→ STATED GOAL: Output all entries verbatim. Skip pictures.

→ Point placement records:
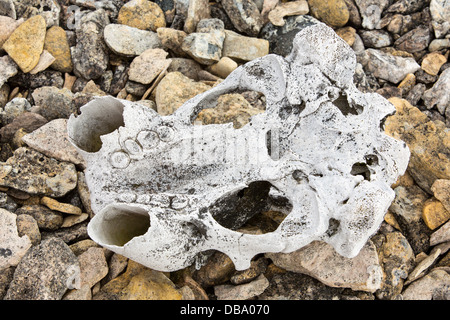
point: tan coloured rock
(57, 44)
(147, 66)
(59, 206)
(428, 142)
(333, 12)
(230, 108)
(320, 260)
(243, 48)
(142, 14)
(287, 9)
(433, 62)
(26, 43)
(434, 214)
(174, 90)
(441, 191)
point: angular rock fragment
(35, 173)
(164, 190)
(12, 246)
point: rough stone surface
(46, 272)
(51, 139)
(310, 95)
(129, 41)
(243, 48)
(57, 44)
(35, 173)
(90, 55)
(389, 67)
(428, 142)
(242, 291)
(174, 90)
(142, 14)
(320, 260)
(439, 94)
(12, 245)
(147, 66)
(244, 15)
(334, 13)
(26, 43)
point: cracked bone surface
(164, 189)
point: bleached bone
(162, 188)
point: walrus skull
(162, 187)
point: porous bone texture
(165, 189)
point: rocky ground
(58, 54)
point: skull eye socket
(120, 224)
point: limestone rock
(223, 68)
(54, 103)
(45, 60)
(205, 48)
(175, 89)
(46, 219)
(441, 191)
(371, 12)
(147, 66)
(287, 9)
(428, 142)
(129, 41)
(439, 94)
(434, 214)
(12, 246)
(7, 26)
(334, 13)
(397, 260)
(230, 108)
(197, 10)
(172, 39)
(93, 266)
(26, 43)
(433, 286)
(51, 139)
(242, 291)
(54, 204)
(46, 272)
(142, 14)
(90, 56)
(440, 13)
(35, 173)
(389, 67)
(244, 15)
(29, 121)
(319, 260)
(57, 44)
(242, 48)
(432, 62)
(139, 283)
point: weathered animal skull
(164, 190)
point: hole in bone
(236, 107)
(361, 169)
(121, 224)
(342, 103)
(93, 122)
(233, 210)
(333, 227)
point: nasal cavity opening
(121, 224)
(97, 118)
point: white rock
(388, 67)
(160, 185)
(129, 41)
(12, 247)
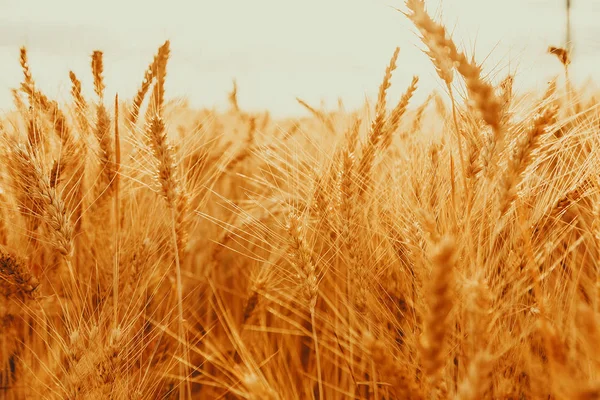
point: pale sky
(280, 49)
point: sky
(277, 50)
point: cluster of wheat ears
(448, 250)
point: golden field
(443, 250)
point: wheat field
(442, 250)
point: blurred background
(318, 50)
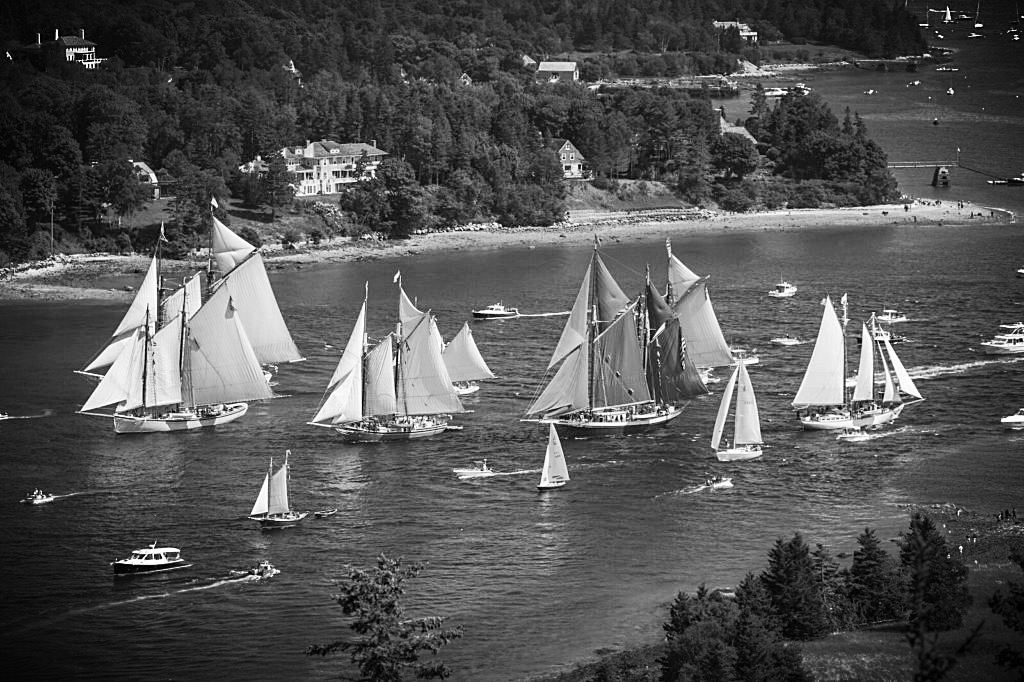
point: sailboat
(554, 473)
(747, 424)
(622, 369)
(464, 363)
(687, 294)
(271, 508)
(394, 389)
(172, 372)
(821, 401)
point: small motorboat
(852, 435)
(716, 483)
(786, 341)
(496, 311)
(37, 497)
(782, 290)
(478, 470)
(890, 315)
(1015, 419)
(152, 559)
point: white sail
(463, 358)
(380, 398)
(424, 387)
(748, 423)
(123, 375)
(187, 298)
(823, 383)
(228, 248)
(278, 498)
(902, 377)
(864, 390)
(222, 366)
(136, 316)
(554, 472)
(344, 399)
(262, 500)
(255, 302)
(723, 409)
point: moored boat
(496, 311)
(152, 559)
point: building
(325, 167)
(554, 72)
(573, 164)
(749, 36)
(62, 48)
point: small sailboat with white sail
(271, 509)
(396, 388)
(747, 439)
(554, 473)
(622, 369)
(465, 364)
(822, 401)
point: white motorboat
(152, 559)
(37, 497)
(496, 311)
(783, 290)
(477, 470)
(1008, 342)
(890, 315)
(1015, 419)
(786, 341)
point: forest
(195, 89)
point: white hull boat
(178, 421)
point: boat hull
(391, 431)
(738, 454)
(178, 421)
(280, 520)
(607, 425)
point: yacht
(782, 290)
(496, 311)
(151, 559)
(1005, 343)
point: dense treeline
(197, 89)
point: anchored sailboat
(821, 401)
(396, 389)
(554, 473)
(747, 424)
(271, 508)
(464, 363)
(621, 371)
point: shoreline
(99, 276)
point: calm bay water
(539, 581)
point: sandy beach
(104, 276)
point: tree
(1011, 607)
(388, 642)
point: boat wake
(936, 371)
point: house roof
(557, 67)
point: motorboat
(782, 290)
(1015, 419)
(496, 311)
(152, 559)
(891, 315)
(477, 470)
(852, 435)
(1008, 342)
(37, 497)
(786, 341)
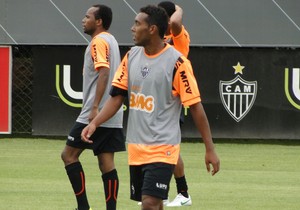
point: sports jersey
(157, 87)
(181, 42)
(102, 51)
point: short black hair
(156, 16)
(168, 6)
(104, 13)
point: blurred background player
(177, 36)
(102, 58)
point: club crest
(238, 95)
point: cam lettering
(238, 89)
(141, 102)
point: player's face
(141, 30)
(89, 21)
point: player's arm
(201, 122)
(176, 21)
(99, 54)
(118, 92)
(111, 106)
(186, 86)
(100, 89)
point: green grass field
(253, 176)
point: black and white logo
(238, 95)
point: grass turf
(253, 176)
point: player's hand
(87, 132)
(211, 158)
(93, 114)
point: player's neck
(97, 32)
(154, 48)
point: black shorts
(150, 179)
(104, 139)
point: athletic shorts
(150, 179)
(104, 139)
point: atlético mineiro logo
(238, 95)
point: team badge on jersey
(292, 86)
(238, 95)
(145, 71)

→ COMPLETE OUTPUT:
point: tan coloured rock
(57, 44)
(147, 66)
(59, 206)
(428, 142)
(333, 12)
(230, 108)
(320, 260)
(243, 48)
(142, 14)
(287, 9)
(433, 62)
(26, 43)
(434, 214)
(174, 90)
(441, 191)
point: angular rock fragment
(35, 173)
(164, 190)
(12, 246)
point: rough stone surface
(46, 272)
(51, 139)
(310, 95)
(129, 41)
(243, 48)
(57, 44)
(35, 173)
(90, 55)
(389, 67)
(428, 142)
(242, 291)
(174, 90)
(142, 14)
(320, 260)
(439, 94)
(12, 245)
(147, 66)
(244, 15)
(334, 13)
(26, 43)
point: cracked bone surface
(164, 189)
point: bleached bone
(162, 188)
point: walrus skull
(162, 187)
point: porous bone texture
(165, 189)
point: rocky ground
(58, 54)
point: skull eye socket
(120, 224)
point: limestone rock
(223, 68)
(54, 103)
(45, 60)
(205, 48)
(175, 89)
(46, 219)
(441, 191)
(371, 12)
(147, 66)
(287, 9)
(428, 142)
(129, 41)
(439, 94)
(434, 214)
(12, 246)
(7, 26)
(334, 13)
(397, 260)
(230, 108)
(197, 10)
(172, 39)
(93, 266)
(26, 43)
(433, 286)
(51, 139)
(242, 291)
(54, 204)
(46, 272)
(142, 14)
(90, 56)
(440, 13)
(35, 173)
(389, 67)
(244, 15)
(29, 121)
(319, 260)
(57, 44)
(242, 48)
(432, 62)
(139, 283)
point: weathered animal skull
(164, 190)
point: hole in bone
(236, 107)
(361, 169)
(121, 224)
(342, 103)
(93, 122)
(233, 210)
(333, 227)
point: nasal cavity opening
(121, 224)
(97, 118)
point: white rock
(388, 67)
(160, 185)
(129, 41)
(12, 247)
point: pale sky
(280, 49)
point: sky
(277, 50)
point: cluster of wheat ears
(448, 250)
point: golden field
(443, 250)
point: wheat field
(442, 250)
point: blurred background
(318, 50)
point: sailboat
(554, 473)
(747, 424)
(622, 369)
(464, 363)
(687, 294)
(271, 508)
(394, 389)
(172, 372)
(821, 401)
point: small motorboat
(852, 435)
(716, 483)
(786, 341)
(496, 311)
(37, 497)
(782, 290)
(478, 470)
(890, 315)
(1015, 419)
(152, 559)
point: white sail
(463, 358)
(380, 398)
(424, 387)
(748, 423)
(123, 375)
(187, 298)
(823, 383)
(228, 248)
(278, 498)
(902, 377)
(864, 390)
(222, 366)
(136, 316)
(554, 472)
(344, 399)
(262, 500)
(255, 302)
(723, 409)
point: moored boat
(496, 311)
(152, 559)
point: building
(325, 167)
(554, 72)
(573, 164)
(749, 36)
(62, 48)
point: small sailboat with white sail
(271, 509)
(396, 388)
(747, 439)
(554, 473)
(622, 369)
(465, 364)
(822, 401)
point: white motorboat
(152, 559)
(37, 497)
(496, 311)
(783, 290)
(477, 470)
(1008, 342)
(890, 315)
(1015, 419)
(786, 341)
point: forest
(195, 89)
point: white hull boat
(178, 421)
point: boat hull
(391, 431)
(738, 454)
(178, 421)
(280, 520)
(607, 425)
point: yacht
(782, 290)
(496, 311)
(151, 559)
(1005, 343)
point: dense treeline
(197, 89)
point: anchored sailboat
(821, 401)
(396, 389)
(554, 473)
(747, 424)
(271, 508)
(464, 363)
(621, 371)
point: shoreline
(99, 276)
point: calm bay water
(539, 581)
point: sandy beach
(104, 276)
point: tree
(1011, 607)
(388, 642)
point: boat wake
(936, 371)
point: house roof
(557, 67)
point: motorboat
(782, 290)
(1015, 419)
(496, 311)
(152, 559)
(891, 315)
(477, 470)
(852, 435)
(1008, 342)
(37, 497)
(786, 341)
point: sports jersey
(157, 87)
(181, 42)
(102, 51)
point: short black hair
(156, 16)
(168, 6)
(104, 13)
point: blurred background player
(177, 36)
(102, 58)
point: club crest
(238, 95)
point: cam lettering
(238, 89)
(141, 102)
point: player's face
(141, 30)
(89, 21)
point: player's arm
(201, 122)
(176, 21)
(99, 54)
(118, 92)
(111, 106)
(186, 86)
(100, 89)
point: green grass field
(253, 176)
point: black and white logo
(238, 95)
point: grass turf
(253, 176)
point: player's hand
(87, 132)
(211, 158)
(93, 114)
point: player's neck
(97, 32)
(154, 48)
point: black shorts
(150, 179)
(104, 139)
point: athletic shorts
(150, 179)
(104, 139)
point: atlético mineiro logo
(238, 95)
point: team badge on jersey
(292, 86)
(238, 95)
(145, 71)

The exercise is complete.